# Given exercise
All of the material below is to be retyped exactly.

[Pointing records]

#####

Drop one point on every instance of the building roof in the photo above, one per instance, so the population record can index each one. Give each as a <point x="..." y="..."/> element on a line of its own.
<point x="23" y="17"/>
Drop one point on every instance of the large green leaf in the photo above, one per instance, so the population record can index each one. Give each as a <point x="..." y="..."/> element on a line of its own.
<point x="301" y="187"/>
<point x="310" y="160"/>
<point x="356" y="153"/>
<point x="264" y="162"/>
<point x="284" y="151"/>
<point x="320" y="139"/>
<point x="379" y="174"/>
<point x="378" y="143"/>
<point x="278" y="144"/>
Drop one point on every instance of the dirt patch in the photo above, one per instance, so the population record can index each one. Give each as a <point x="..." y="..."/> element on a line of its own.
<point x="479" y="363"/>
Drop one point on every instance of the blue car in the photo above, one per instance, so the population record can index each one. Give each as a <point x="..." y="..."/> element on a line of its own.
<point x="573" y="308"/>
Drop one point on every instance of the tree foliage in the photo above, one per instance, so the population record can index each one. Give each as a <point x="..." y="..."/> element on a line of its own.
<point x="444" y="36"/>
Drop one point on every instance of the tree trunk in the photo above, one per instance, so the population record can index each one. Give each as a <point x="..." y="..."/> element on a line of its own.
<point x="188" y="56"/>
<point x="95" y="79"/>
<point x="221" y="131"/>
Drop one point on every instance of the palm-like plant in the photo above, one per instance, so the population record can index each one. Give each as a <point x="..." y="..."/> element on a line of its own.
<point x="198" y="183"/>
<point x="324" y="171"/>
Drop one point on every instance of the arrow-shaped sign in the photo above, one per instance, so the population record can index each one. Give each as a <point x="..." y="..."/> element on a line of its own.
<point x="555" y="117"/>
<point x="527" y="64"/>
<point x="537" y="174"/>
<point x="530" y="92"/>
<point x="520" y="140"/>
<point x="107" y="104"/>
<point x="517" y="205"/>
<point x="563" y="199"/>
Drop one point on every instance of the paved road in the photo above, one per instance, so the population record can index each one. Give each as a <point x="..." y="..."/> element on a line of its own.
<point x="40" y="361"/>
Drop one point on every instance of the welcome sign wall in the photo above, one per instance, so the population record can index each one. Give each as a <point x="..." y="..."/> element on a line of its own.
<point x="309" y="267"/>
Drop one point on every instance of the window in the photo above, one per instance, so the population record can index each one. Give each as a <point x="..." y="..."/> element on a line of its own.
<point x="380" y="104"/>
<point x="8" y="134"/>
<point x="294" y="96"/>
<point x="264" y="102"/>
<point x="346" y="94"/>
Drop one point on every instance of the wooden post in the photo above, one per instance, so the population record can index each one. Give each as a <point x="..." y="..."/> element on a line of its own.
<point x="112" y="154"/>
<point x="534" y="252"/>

#####

# Output
Drop one point on every instance of the building roof in the photo above, one per instance, so the population record can index each one. Give each as a <point x="..." y="..."/> element on a line of its own.
<point x="23" y="17"/>
Drop one point on every instance of the large green leaf in the photo above, one per instance, so the population record can index each one. Give each as a <point x="..." y="..."/> element on a line of its own.
<point x="301" y="187"/>
<point x="310" y="160"/>
<point x="356" y="153"/>
<point x="264" y="162"/>
<point x="284" y="151"/>
<point x="320" y="139"/>
<point x="379" y="174"/>
<point x="378" y="143"/>
<point x="278" y="144"/>
Drop one point on every instance of the dirt patch in the photo above, one per instance, so the population record can index each one. Give each as a <point x="..." y="..."/> element on a line of its own.
<point x="479" y="363"/>
Drop one point on every instance of the blue car in the photo above, one per instance, so the population record can index each one. Give each as a <point x="..." y="..."/> element on a line of its own.
<point x="573" y="308"/>
Drop one point on every instance of the tree foliage in the photo above, one per instance, so the population record can index each one. Give each as a <point x="..." y="..."/> element on a line of its own.
<point x="444" y="36"/>
Drop one point on every instance of the tree trunk in the photo above, one per instance, so the population record can index each one. Give each as a <point x="..." y="..."/> element on a line of its own.
<point x="188" y="56"/>
<point x="95" y="79"/>
<point x="221" y="131"/>
Drop one point on every instance of the palm-like plant in the photo above, one per instance, so the population record can index each one. Give each as a <point x="..." y="..."/> element on a line of its own.
<point x="198" y="183"/>
<point x="324" y="171"/>
Drop one point on every instance of the arrow-shaped sign in the photo above, one per instance, so the population record can index each one. Give each as a <point x="..." y="..."/> element on a line of its own.
<point x="555" y="117"/>
<point x="527" y="64"/>
<point x="537" y="174"/>
<point x="530" y="92"/>
<point x="520" y="140"/>
<point x="107" y="104"/>
<point x="517" y="205"/>
<point x="563" y="199"/>
Drop one point on every instance of the paved road in the photo above, one per instance, so the population record can index each one. Give each as a <point x="..." y="..."/> element on a line of its own.
<point x="40" y="361"/>
Drop one point on every instance of the welcome sign wall in the photo above, one per instance, so the population record can index each one. Give each as a <point x="..." y="..."/> element on a line of its own.
<point x="309" y="267"/>
Drop one point on every instance of the window in the photo above, one per instance, so the population record can index each one. Give each as a <point x="..." y="..."/> element on a line of its own.
<point x="380" y="104"/>
<point x="8" y="134"/>
<point x="294" y="96"/>
<point x="264" y="102"/>
<point x="346" y="94"/>
Drop one point on every instance of the wooden post in the photo above, one per instance, so the population record can index each one. Give each as a <point x="..." y="..."/> element on a line of its own.
<point x="112" y="154"/>
<point x="534" y="252"/>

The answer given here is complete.